[The task]: The entire listing below is to be transcribed without a single slip.

[The data]:
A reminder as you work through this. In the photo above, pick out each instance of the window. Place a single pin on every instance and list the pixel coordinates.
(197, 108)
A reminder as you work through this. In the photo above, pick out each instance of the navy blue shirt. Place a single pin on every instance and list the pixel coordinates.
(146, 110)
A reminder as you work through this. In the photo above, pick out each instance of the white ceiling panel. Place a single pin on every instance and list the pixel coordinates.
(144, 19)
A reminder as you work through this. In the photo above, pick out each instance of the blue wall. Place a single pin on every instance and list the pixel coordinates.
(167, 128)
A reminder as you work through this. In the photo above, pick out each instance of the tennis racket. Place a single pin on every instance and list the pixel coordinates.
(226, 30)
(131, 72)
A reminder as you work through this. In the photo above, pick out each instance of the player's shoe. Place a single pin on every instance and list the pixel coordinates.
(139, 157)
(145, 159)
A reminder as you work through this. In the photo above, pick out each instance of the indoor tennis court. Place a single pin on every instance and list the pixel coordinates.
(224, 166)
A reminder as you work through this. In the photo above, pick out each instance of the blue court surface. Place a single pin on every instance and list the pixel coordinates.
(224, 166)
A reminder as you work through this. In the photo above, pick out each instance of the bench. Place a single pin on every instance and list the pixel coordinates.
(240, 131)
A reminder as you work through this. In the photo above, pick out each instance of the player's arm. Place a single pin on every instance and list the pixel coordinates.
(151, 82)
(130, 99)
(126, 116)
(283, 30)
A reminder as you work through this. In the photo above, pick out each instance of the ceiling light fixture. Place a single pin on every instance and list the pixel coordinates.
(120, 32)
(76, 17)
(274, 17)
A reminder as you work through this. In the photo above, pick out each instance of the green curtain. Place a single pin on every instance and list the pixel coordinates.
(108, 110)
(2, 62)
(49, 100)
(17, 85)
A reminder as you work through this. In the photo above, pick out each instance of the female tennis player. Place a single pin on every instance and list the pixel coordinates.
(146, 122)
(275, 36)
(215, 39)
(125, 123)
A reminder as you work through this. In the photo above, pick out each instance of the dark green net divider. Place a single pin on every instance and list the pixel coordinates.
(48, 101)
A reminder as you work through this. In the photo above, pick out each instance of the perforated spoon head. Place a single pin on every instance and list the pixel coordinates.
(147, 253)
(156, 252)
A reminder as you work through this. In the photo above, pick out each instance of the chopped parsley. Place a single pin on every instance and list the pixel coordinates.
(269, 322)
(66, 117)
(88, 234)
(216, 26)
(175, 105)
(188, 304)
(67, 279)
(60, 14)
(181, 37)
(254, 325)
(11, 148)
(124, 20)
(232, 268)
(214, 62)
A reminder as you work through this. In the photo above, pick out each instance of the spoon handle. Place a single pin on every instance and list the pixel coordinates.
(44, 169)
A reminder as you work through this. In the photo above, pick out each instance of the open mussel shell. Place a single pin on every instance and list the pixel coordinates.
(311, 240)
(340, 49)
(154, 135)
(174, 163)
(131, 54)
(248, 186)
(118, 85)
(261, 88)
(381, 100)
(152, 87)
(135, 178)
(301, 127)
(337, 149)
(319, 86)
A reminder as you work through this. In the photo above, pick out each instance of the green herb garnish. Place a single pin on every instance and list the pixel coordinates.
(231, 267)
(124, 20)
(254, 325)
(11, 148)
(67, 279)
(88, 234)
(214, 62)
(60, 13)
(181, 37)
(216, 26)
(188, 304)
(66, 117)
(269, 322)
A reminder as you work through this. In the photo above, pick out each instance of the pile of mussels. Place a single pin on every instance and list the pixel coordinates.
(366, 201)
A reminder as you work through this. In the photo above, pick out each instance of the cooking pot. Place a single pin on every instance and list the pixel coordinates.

[Result of this task]:
A reminder as you work through this. In the photo above, pick out each instance of the window. Place a single pin on every instance and list the pixel coordinates.
(197, 108)
A reminder as you work through this. In the photo above, pick out each instance of the navy blue shirt. Place a single pin on every instance and list the pixel coordinates.
(146, 110)
A reminder as you work through this. In the photo above, pick out each instance of the white ceiling panel. Place a single pin on every instance and list the pixel coordinates.
(144, 19)
A reminder as you work through this. In the photo above, pick out each instance of the blue wall. Place a single pin on every instance and list the pixel coordinates.
(167, 128)
A reminder as you work through this. In the photo above, pick out each instance of the tennis racket. Place a single pin on every instance and list the pixel coordinates.
(226, 30)
(131, 72)
A reminder as you work through this. In the photo above, pick out each instance of the player's shoe. Place a single pin on every instance and list the pixel coordinates.
(139, 157)
(145, 159)
A reminder as you work through this. In the photo above, pick out each instance of the indoor tennis court. Place a single pin on every instance and list the pixel coordinates.
(224, 166)
A reminder as you work through this. In the photo above, pick out each instance of the blue court surface. Place a single pin on every instance and list the pixel coordinates.
(224, 166)
A reminder as you work through this. In the photo above, pick out each instance of the bench. Place a single pin on every instance and list the pixel coordinates.
(240, 131)
A reminder as you work through this. In the photo above, pick out each instance of the player's arm. Place a single pin on every instance and list the pixel coordinates.
(151, 82)
(130, 99)
(126, 116)
(283, 30)
A reminder as you work through this. In the photo above, pick out each instance of the ceiling light fixture. Place a single pin on every instance and list the pixel coordinates.
(120, 32)
(76, 17)
(274, 17)
A reminder as you work through this. In the photo above, pick out each instance of the green curtain. Place a single pin on every instance and list the pixel coordinates.
(108, 110)
(2, 62)
(49, 100)
(17, 85)
A reminder as you work through this. In the photo above, pick out each instance of the female tennis player. Place a single pin on every instance and list the pixel coordinates.
(146, 122)
(275, 36)
(215, 39)
(125, 123)
A reminder as you work through this. In the photo above, pick out each instance of the dark green net divider. Place a single pin on every instance and list the pixel coordinates.
(48, 101)
A reminder as you work through this. In the photo above, pick out each instance of the perforated spoon head. Place a single pin on every instance and list the pixel coordinates.
(147, 253)
(156, 252)
A reminder as you work through this. In the photo above, pick out each instance of the chopped parsley. Place a single pin on every instance and list the pixel coordinates.
(269, 322)
(66, 117)
(88, 234)
(216, 26)
(175, 105)
(188, 304)
(67, 279)
(60, 14)
(181, 37)
(254, 325)
(11, 148)
(124, 20)
(232, 268)
(214, 62)
A reminder as you work through this. In the photo above, pick out each instance of the spoon handle. Place a single pin on every instance and list the pixel coordinates.
(44, 169)
A reminder as you work through this. In the photo above, pick out each instance of the open mussel shell. Place a single pin on every instance and list the pixel coordinates.
(311, 240)
(340, 49)
(154, 135)
(174, 163)
(131, 54)
(248, 186)
(118, 85)
(261, 88)
(381, 100)
(152, 87)
(135, 178)
(301, 127)
(337, 149)
(319, 86)
A reminder as you work through this. In the photo above, pick out each instance of the green herb garnish. Place a single pin on every instance and list the pixel coordinates.
(231, 267)
(124, 20)
(254, 325)
(11, 148)
(67, 279)
(88, 234)
(214, 62)
(60, 13)
(181, 37)
(216, 26)
(188, 304)
(66, 117)
(269, 322)
A reminder as you work through this. In the photo above, pick out each instance of the pile of mussels. Place a single pin on every instance and list the pixel coordinates.
(366, 201)
A reminder as you work through this. In the photo above, pick out each instance of the cooking pot. Place a single pin on every instance and list the pixel coordinates.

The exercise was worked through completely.